### PAGE TEXT
Barbara M. Hayes

Barbara M. Hayes is Associate Dean for Administration and Planning at Indiana University School of Informatics at Indiana University–Purdue University Indianapolis.

  • Everyday Information

    Everyday Information

    The Evolution of Information Seeking in America

    William Aspray and Barbara M. Hayes

    An intimate, everyday perspective on information-seeking behavior, reaching into the social context of American history and American homes.

    All day, every day, Americans seek information. We research major purchases. We check news and sports. We visit government Web sites for public information and turn to friends for advice about our everyday lives. Although the Internet influences our information-seeking behavior, we gather information from many sources: family and friends, television and radio, books and magazines, experts and community leaders. Patterns of information seeking have evolved throughout American history and are shaped by a number of forces, including war, modern media, the state of the economy, and government regulation. This book examines the evolution of information seeking in nine areas of everyday American life.

    Chapters offer an information perspective on car buying, from the days of the Model T to the present; philanthropic and charitable activities; airline travel and the complex layers of information available to passengers; genealogy, from the family Bible to Ancestry.com; sports statistics, as well as fantasy sports leagues and their fans' obsession with them; the multimedia universe of gourmet cooking; governmental and publicly available information; reading, sharing, and creating comics; and text messaging among young people as a way to exchange information and manage relationships. Taken together, these case studies provide a fascinating window on the importance of information in the past century of American life.

    • Hardcover $60.00
    • Paperback $32.00
  • Health Informatics

    Health Informatics

    A Patient-Centered Approach to Diabetes

    Barbara M. Hayes and William Aspray

    Experts in technology and medicine use diabetes to illustrate how the tools of information technology can improve patient care.

    The healthcare industry has been slow to join the information technology revolution; handwritten records are still the primary means of organizing patient care. Concerns about patient privacy, the difficulty of developing appropriate computing tools and information technology, high costs, and the resistance of some physicians and nurses have hampered the use of technology in health care. In 2009, the U.S. government committed billions of dollars to health care technology. Many questions remain, however, about how to deploy these resources.

    In Health Informatics, experts in technology, joined by clinicians, use diabetes—a costly, complex, and widespread disease that involves nearly every facet of the health care system—to examine the challenges of using the tools of information technology to improve patient care. Unlike other books on medical informatics that discuss such topics as computerized order entry and digital medical records, Health Informatics focuses on the patient, charting the information problems patients encounter in different stages of the disease.

    Chapters discuss ubiquitous computing as a tool to move diabetes care out of the doctor's office, technology and chronic disease management, educational gaming as a way to help patients understand their disease, patient access to information, and methodological and theoretical concerns. We need both technologists and providers at the drawing board in order to design and deploy effective digital tools for health care. This book examines and exemplifies this necessary collaboration.

### COMPLETE THE FOLLOWING
• 1. According to the page about Barbara M. Hayes, why has the healthcare industry been slow to adopt information technology?
• 2. Transcribe the page about Barbara M. Hayes from "William Aspray and" up to and including "and American homes.".

### DATA SHOWN
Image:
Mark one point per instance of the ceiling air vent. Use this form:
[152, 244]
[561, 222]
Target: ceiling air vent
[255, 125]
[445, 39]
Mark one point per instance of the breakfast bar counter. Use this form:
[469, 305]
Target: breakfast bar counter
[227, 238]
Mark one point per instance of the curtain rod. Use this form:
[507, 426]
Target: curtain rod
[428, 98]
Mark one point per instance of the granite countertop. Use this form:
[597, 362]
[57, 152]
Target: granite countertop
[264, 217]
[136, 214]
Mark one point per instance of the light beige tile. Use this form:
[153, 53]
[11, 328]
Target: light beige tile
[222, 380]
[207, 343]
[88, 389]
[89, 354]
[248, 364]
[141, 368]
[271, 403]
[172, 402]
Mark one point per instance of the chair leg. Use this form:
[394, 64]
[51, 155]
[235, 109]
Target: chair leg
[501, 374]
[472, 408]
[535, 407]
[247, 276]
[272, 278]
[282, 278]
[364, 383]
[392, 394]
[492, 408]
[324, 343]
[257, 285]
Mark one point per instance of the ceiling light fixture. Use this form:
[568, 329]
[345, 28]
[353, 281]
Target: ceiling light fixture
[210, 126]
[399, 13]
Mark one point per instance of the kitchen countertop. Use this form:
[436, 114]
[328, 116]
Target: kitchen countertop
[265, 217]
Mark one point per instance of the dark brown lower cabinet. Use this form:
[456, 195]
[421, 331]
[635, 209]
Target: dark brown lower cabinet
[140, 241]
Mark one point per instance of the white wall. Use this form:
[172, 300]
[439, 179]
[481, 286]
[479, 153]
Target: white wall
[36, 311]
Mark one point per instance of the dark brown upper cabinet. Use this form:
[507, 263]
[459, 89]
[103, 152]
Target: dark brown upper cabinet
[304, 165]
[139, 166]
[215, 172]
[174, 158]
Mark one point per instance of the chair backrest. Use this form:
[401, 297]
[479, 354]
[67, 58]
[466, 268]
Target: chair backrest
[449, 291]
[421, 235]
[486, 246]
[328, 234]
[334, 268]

### ACTIVITY ANSWERS
• 1. Its use has been held back by concerns about patient privacy, the difficulty of developing suitable computing tools and information technology, high costs, and resistance from some physicians and nurses.

• 2.
William Aspray and Barbara M. Hayes

    An intimate, everyday perspective on information-seeking behavior, reaching into the social context of American history and American homes.